Passage provided section start
New Delhi, Feb 27 (PTI) Courts cannot permit the force of a narrative to replace the discipline of evidence and however serious allegations might appear, they must withstand scrutiny under settled legal principles, a judge said on Friday while discharging Telangana Jagruthi president K Kavitha and 22 others in the Delhi excise-policy case.
Special Judge Jitendra Singh of the Rouse Avenue district court here said the only material relied upon by the CBI to indicate a link between Kavitha and former Delhi chief minister Arvind Kejriwal was the statement of Magunta Sreenivasulu Reddy.
"According to him, when he (Reddy) met Accused 18 (Kejriwal), he was told that Accused 17 (Kavitha) would call him. Beyond this assertion, no circumstance, meeting, communication or overt act is attributed to them jointly, and notwithstanding the absence of any further material, they have been portrayed as principal actors operating through intermediaries," the judge observed.
He took note of the prosecution's allegation that when Reddy visited Kavitha's residence in March 2021, she had talked about arranging Rs 100 crore as upfront money.
"The manner in which this allegation is presented suggests that even before the alleged June (2021) meeting of co-conspirators, the entire arrangement stood settled. This would mean that one person had already anticipated a collective decision that was yet to take place," the judge said.
He added that instead of strengthening the case, the introduction of the statements of Reddy and his son and approver Raghav Magunta to project the demand, payment and utilisation of the alleged upfront money "internally strained" the Central Bureau of Investigation's (CBI) theory.
"Even if the material is taken at face value, a straightforward reading raises doubts as to whether the investigation has traced a coherent chain or whether isolated events have been placed together to create the appearance of a larger design," the court said.
Passage provided section end
Entries provided section start
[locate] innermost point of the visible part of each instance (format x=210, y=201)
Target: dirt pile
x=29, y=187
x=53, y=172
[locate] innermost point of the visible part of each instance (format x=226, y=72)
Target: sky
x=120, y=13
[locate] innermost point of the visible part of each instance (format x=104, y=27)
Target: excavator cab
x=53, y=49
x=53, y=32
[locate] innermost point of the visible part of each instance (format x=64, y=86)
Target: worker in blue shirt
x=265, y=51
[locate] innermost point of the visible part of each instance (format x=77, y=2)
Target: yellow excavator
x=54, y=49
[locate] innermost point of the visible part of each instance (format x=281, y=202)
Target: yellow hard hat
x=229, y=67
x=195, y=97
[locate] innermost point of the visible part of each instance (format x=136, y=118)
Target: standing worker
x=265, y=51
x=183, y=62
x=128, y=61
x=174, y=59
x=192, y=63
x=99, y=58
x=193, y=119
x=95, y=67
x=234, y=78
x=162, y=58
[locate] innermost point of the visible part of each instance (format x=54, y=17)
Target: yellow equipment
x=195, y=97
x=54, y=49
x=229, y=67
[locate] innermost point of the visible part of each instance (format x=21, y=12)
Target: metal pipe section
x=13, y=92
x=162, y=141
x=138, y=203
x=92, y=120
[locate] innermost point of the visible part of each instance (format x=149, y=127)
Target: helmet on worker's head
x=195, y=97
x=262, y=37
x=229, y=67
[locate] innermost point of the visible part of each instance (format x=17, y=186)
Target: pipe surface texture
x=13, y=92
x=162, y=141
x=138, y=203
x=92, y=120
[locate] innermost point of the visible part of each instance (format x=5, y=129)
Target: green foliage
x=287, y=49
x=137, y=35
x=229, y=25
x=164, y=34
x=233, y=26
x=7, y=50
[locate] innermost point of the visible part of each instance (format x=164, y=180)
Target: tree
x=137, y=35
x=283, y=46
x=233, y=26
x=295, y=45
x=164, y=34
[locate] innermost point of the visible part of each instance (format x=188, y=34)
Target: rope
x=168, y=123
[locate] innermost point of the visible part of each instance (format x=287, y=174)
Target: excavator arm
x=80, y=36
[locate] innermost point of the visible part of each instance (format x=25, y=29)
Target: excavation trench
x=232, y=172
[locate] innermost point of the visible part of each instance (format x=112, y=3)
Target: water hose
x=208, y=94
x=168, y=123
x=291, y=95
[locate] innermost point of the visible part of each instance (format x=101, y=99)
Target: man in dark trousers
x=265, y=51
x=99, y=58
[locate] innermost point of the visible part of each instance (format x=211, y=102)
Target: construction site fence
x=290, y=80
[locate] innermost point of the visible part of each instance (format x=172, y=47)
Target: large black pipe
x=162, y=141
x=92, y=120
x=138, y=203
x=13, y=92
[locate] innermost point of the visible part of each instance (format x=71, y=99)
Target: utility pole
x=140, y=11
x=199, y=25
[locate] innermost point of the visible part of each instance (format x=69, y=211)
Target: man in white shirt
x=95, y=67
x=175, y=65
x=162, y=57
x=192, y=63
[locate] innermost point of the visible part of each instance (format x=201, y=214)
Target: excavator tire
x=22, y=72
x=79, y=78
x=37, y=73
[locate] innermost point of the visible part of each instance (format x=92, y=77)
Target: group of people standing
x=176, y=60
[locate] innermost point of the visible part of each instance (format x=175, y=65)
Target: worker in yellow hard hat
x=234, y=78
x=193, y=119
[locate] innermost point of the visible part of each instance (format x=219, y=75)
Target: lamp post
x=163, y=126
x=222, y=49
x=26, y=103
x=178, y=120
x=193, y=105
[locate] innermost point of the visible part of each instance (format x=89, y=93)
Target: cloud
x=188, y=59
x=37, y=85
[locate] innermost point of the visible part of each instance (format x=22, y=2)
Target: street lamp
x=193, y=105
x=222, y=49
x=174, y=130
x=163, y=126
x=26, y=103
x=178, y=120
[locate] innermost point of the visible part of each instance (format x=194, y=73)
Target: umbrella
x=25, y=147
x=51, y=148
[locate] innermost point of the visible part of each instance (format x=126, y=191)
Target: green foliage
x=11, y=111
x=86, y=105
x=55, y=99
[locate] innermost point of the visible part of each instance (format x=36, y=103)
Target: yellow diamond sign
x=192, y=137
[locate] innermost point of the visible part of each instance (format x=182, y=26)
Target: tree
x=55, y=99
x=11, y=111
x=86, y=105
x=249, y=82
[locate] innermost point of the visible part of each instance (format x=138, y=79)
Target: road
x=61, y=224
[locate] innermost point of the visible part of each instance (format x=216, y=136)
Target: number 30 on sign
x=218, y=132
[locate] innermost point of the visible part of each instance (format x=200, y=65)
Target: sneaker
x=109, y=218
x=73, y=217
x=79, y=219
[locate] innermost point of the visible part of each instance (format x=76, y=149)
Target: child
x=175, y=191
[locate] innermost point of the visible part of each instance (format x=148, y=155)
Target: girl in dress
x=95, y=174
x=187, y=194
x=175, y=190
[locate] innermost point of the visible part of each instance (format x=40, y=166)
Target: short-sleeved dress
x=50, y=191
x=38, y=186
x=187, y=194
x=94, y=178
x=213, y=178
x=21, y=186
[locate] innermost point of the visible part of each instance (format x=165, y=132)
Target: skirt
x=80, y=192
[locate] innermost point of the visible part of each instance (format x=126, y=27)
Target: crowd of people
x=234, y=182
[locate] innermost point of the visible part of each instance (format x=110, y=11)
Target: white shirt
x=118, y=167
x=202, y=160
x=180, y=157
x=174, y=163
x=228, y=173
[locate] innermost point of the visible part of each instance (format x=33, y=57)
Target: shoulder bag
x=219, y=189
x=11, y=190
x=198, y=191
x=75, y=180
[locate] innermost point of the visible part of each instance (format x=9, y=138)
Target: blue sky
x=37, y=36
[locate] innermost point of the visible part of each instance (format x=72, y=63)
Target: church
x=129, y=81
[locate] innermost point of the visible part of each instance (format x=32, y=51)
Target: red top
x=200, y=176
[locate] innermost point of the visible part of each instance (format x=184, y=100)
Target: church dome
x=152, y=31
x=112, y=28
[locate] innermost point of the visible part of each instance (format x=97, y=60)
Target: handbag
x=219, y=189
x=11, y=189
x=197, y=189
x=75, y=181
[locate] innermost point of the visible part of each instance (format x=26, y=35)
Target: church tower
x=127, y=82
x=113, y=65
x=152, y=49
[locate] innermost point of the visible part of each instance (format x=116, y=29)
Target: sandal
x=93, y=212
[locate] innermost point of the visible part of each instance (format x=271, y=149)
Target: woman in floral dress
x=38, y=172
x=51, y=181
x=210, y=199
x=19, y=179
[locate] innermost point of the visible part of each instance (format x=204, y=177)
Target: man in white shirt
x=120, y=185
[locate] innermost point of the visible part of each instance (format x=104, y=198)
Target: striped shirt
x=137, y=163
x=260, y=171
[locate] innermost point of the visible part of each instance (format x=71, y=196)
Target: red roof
Entries provided section end
→ **Exercise directions**
Return the entire court-ruling report word for word. The rows play no part in what is asked here.

→ **Exercise answer**
New Delhi, Feb 27 (PTI) Courts cannot permit the force of a narrative to replace the discipline of evidence and however serious allegations might appear, they must withstand scrutiny under settled legal principles, a judge said on Friday while discharging Telangana Jagruthi president K Kavitha and 22 others in the Delhi excise-policy case.
Special Judge Jitendra Singh of the Rouse Avenue district court here said the only material relied upon by the CBI to indicate a link between Kavitha and former Delhi chief minister Arvind Kejriwal was the statement of Magunta Sreenivasulu Reddy.
"According to him, when he (Reddy) met Accused 18 (Kejriwal), he was told that Accused 17 (Kavitha) would call him. Beyond this assertion, no circumstance, meeting, communication or overt act is attributed to them jointly, and notwithstanding the absence of any further material, they have been portrayed as principal actors operating through intermediaries," the judge observed.
He took note of the prosecution's allegation that when Reddy visited Kavitha's residence in March 2021, she had talked about arranging Rs 100 crore as upfront money.
"The manner in which this allegation is presented suggests that even before the alleged June (2021) meeting of co-conspirators, the entire arrangement stood settled. This would mean that one person had already anticipated a collective decision that was yet to take place," the judge said.
He added that instead of strengthening the case, the introduction of the statements of Reddy and his son and approver Raghav Magunta to project the demand, payment and utilisation of the alleged upfront money "internally strained" the Central Bureau of Investigation's (CBI) theory.
"Even if the material is taken at face value, a straightforward reading raises doubts as to whether the investigation has traced a coherent chain or whether isolated events have been placed together to create the appearance of a larger design," the court said.